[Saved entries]
▼▼▼

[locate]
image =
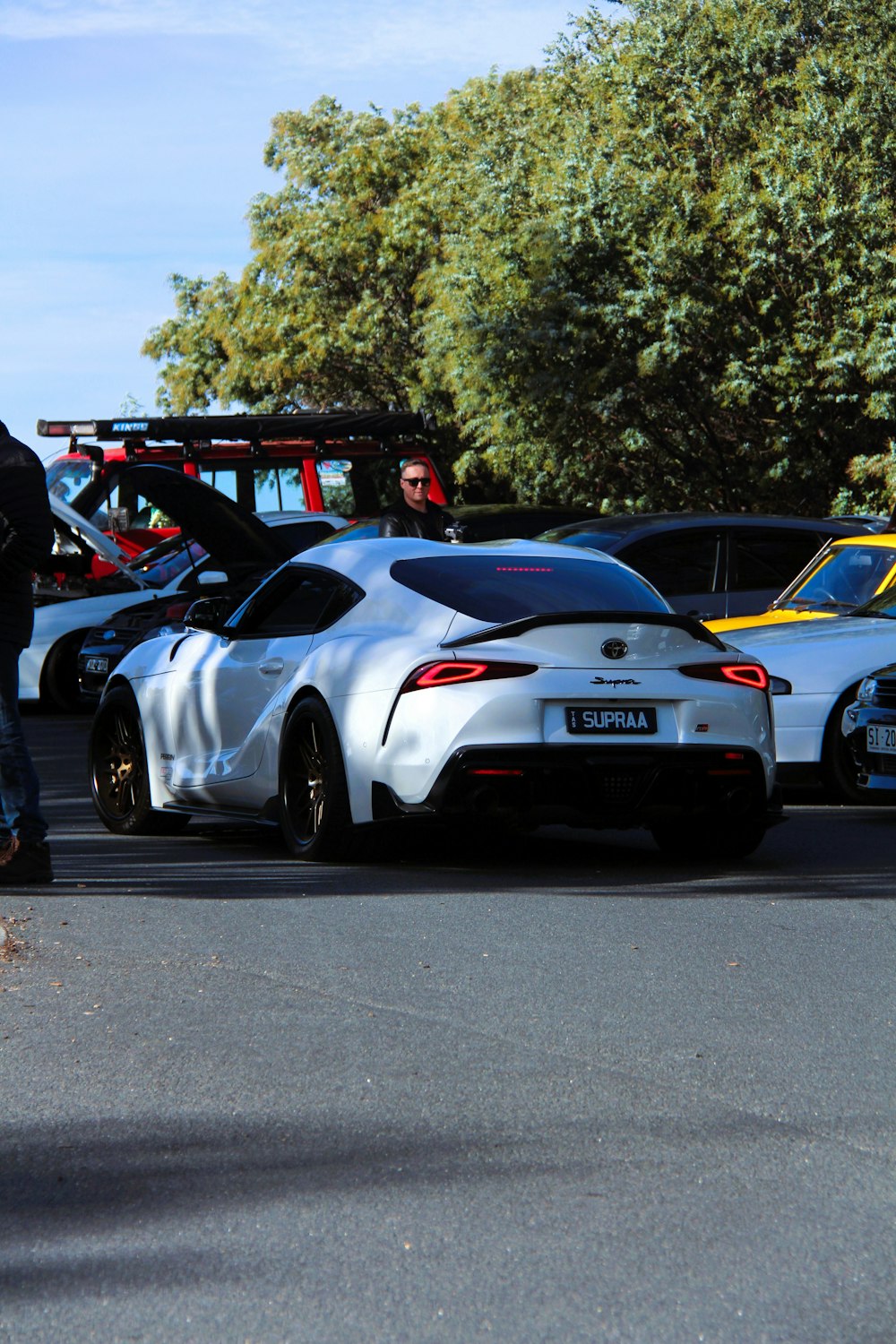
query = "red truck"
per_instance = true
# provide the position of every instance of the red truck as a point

▲▲▲

▶ **GOAL OF THE EXERCISE**
For each line in the records that contains the word "truck", make a copy.

▶ **EXERCISE RESULT**
query = "red truck"
# provide the position of every instance of the red truck as a point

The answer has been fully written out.